- [EXCERPTED RECORDS]:
◇ ◇ ◇ ◇ ◇
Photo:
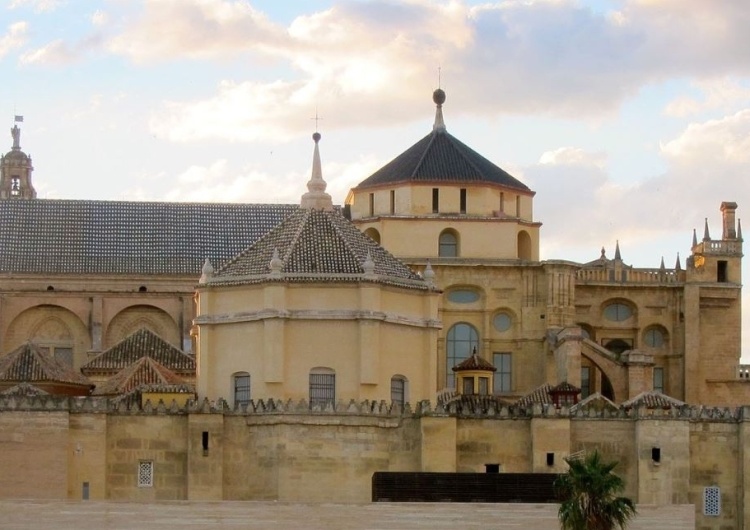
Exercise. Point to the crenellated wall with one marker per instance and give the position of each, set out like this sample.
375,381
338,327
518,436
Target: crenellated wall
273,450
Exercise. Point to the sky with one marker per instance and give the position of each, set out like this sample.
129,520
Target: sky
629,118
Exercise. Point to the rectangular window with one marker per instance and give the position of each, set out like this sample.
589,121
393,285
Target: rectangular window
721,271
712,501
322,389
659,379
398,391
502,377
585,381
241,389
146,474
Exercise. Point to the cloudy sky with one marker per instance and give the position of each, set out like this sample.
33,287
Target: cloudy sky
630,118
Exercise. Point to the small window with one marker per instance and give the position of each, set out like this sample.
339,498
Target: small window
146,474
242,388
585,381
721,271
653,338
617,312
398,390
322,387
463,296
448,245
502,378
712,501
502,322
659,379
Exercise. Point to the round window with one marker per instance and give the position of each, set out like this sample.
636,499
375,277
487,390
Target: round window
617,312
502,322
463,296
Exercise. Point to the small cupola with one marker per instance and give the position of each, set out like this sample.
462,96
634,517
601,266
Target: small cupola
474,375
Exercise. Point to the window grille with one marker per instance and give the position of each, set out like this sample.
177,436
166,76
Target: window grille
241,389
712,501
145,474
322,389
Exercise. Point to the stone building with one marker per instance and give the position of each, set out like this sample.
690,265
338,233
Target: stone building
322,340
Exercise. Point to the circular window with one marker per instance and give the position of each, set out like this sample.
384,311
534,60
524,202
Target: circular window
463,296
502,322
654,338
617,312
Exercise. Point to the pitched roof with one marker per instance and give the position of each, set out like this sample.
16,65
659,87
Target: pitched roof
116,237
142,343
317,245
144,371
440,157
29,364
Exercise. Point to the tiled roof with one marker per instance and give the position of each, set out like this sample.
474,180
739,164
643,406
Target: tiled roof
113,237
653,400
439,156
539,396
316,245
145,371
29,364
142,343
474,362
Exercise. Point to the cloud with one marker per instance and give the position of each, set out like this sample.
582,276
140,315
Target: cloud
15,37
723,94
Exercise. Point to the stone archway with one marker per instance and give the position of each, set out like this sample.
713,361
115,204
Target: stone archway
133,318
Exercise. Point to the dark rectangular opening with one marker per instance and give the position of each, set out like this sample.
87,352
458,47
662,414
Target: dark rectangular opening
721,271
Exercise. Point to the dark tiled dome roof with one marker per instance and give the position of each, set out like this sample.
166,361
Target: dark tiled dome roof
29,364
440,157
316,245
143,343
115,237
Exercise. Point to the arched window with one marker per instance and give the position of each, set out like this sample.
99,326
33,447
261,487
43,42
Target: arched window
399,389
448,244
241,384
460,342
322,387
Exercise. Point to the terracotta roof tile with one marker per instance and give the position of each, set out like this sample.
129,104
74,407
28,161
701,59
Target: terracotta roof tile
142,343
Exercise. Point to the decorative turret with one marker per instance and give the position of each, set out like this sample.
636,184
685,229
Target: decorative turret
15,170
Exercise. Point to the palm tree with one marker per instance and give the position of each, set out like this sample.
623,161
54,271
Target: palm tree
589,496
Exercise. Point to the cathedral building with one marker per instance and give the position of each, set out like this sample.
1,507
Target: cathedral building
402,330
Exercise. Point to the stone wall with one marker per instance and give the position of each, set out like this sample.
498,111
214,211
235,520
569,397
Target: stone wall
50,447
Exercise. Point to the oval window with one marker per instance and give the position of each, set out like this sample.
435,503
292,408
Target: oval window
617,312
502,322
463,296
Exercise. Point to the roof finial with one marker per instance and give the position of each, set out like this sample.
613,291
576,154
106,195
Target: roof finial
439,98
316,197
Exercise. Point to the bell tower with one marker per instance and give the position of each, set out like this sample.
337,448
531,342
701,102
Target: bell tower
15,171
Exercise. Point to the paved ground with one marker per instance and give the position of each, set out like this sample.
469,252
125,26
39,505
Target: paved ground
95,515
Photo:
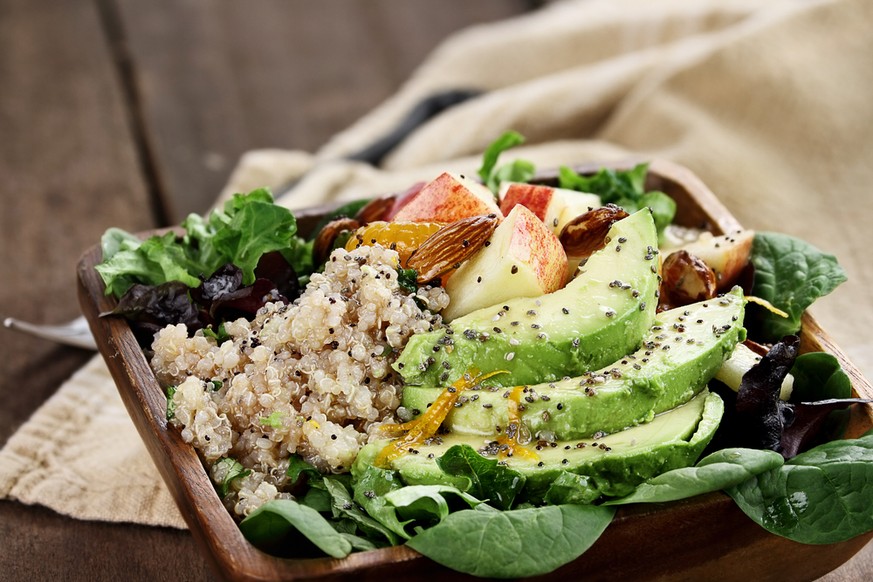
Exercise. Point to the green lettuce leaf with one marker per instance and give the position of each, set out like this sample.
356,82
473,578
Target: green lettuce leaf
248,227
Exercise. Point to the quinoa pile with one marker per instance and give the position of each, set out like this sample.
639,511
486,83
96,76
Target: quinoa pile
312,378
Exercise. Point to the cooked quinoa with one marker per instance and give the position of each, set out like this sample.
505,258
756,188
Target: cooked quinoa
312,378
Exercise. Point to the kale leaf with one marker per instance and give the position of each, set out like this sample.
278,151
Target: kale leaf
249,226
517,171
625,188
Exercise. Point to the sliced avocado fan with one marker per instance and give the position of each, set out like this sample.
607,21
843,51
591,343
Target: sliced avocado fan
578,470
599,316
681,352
◇ ◇ ◇ ◇ ◇
- [EXERCISE AIM]:
Print all the lines above exactly as they are, but without the pictures.

- [THE ANSWER]:
Photo:
Exercise. Point to the crenellated wall with one marker per instance and give the position of each, set out like this sample.
375,381
338,327
518,436
Target: crenellated wall
273,450
Exercise. Point to the sky with one marker per instance and give the position of each, set out like this sample.
129,520
Target: sky
629,118
Exercise. Point to the rectangular window with one marker per instance and give the position of each, set out like this sample.
589,121
393,285
Target: rectangular window
721,271
712,501
322,389
659,379
398,391
502,377
585,381
241,389
146,474
Exercise. Point to the cloudy sky with one marker per instance and give the position of each, set out like this sample.
33,287
Target: cloudy sky
630,118
Exercise. Point to the small window with one marker per instance and give the position of each, set out like this sample.
339,498
Target: small window
146,474
242,388
585,381
721,271
653,338
617,312
398,390
322,387
463,296
448,245
502,378
712,501
502,322
659,379
Exercise. Point to the round window with one marker per instance and give the position of each, set out like this sample.
636,499
375,277
487,390
Target: round window
617,312
502,322
463,296
Exercise. Point to the small cupola with one marker per instance and give the position of each, set out like this sample.
462,96
634,517
601,266
Target: small cupola
474,375
Exercise. Point to the window grille with one marker per instance and give the position of each, set out like this sample.
177,436
166,76
Target: window grille
241,389
712,501
145,474
322,389
Exercise. Point to the stone building with one marker per instance and give the position of each, set out like this sample.
690,265
338,233
Target: stone building
322,340
Exercise. Point to the circular window with one marker per instance and give the position of each, set out like this sample.
384,311
534,60
524,202
Target: circular window
463,296
502,322
654,338
617,312
Exercise. Point to the pitched roof with one marker per instance and give the position of each, set out like this sample.
16,65
659,87
Target: pitched roof
116,237
142,343
317,245
144,371
440,157
29,364
Exercise. Point to the tiled roof with one marker per instance and give the position of each, set out like this sample.
474,180
739,164
643,406
Target: tiled roof
113,237
653,400
439,156
539,396
316,245
145,371
29,364
142,343
474,362
Exercise. Point to the cloud with one marker per instance and give the position of each, set out like this sample.
582,276
140,315
Target: cloud
15,37
723,94
Exercise. Point to the stone archway with one marker per instance and give the position of each, set out like this sample.
713,361
115,204
Target: stone archway
133,318
Exercise. Point to the dark rectangular opening with one marker per instance and give the position of each, set out like this sample.
87,352
458,47
662,414
Target: dark rectangular opening
721,271
Exercise. Point to the dark tiled dome roof with one marker per instance and give the position of each, set out like this sample.
166,361
Target: dark tiled dome roof
29,364
440,157
316,245
143,343
115,237
Exercise. Point to the arched window with one marker per instance and give the position of each, set out like this sample.
99,326
33,447
261,487
43,42
Target: arched window
399,389
448,244
241,384
460,342
322,387
Exercise. Point to the terracotta roof tile with one marker per instance and give the position of each, set out like this sample.
129,104
74,407
28,161
701,59
Target: terracotta roof tile
142,343
Exercise. Point to the decorative turret with one marker per instance and give the position of each, set out like this sample.
636,184
685,229
Target: decorative turret
15,170
Exercise. Point to the palm tree with one marker per instance and give the position of each, set out like this sample.
623,161
54,271
Target: palm tree
589,496
Exercise. Point to the cathedral building with one marker per instance and give the position of each, set out like this sample.
1,507
Target: cathedral building
402,330
Exercise. Point to the stone wall with one marker per instance and give the position of each, set out like this sample.
498,111
214,211
235,520
569,397
Target: stone wall
50,447
Exercise. Point to the oval window with one marker per instance and give the position of each, set out like this sample.
435,503
292,408
Target: oval window
617,312
502,322
463,296
Exercise. Point to the roof finial with one marker per instance and give the position of each, set out like this sample.
613,291
576,154
106,195
Target: roof finial
439,98
316,197
Exercise. Point to the bell tower with one marker per instance and give the position of each, set out like this sample.
337,448
531,342
701,102
Target: bell tower
15,171
Exercise. Point to the paved ground with one marker per instance and give the position of each, set out like this sample.
469,252
125,26
39,505
Target: paved ground
95,515
Photo:
Exercise. Point to the green lettuce leaf with one marker per instance and give the position of each, set out like this sample.
356,82
473,578
Target: green lettuce leaf
248,227
Exercise. Point to the quinoa pile with one marker per instance and give the position of each, set out like this sample.
639,511
486,83
96,76
Target: quinoa pile
312,378
Exercise. Point to the cooked quinoa with one marker per instance and give the position of each, set out like this sample.
505,258
756,188
Target: cooked quinoa
312,378
Exercise. Point to the kale leaf with one marker per instance and give the position of each, set out like this sample.
278,151
Target: kale leaf
249,226
517,171
625,188
Exercise. Point to the sliced avocado fan with one marker per instance and give the position of each, set out like this sample.
607,21
843,51
591,343
Target: sliced avocado fan
578,470
599,316
681,352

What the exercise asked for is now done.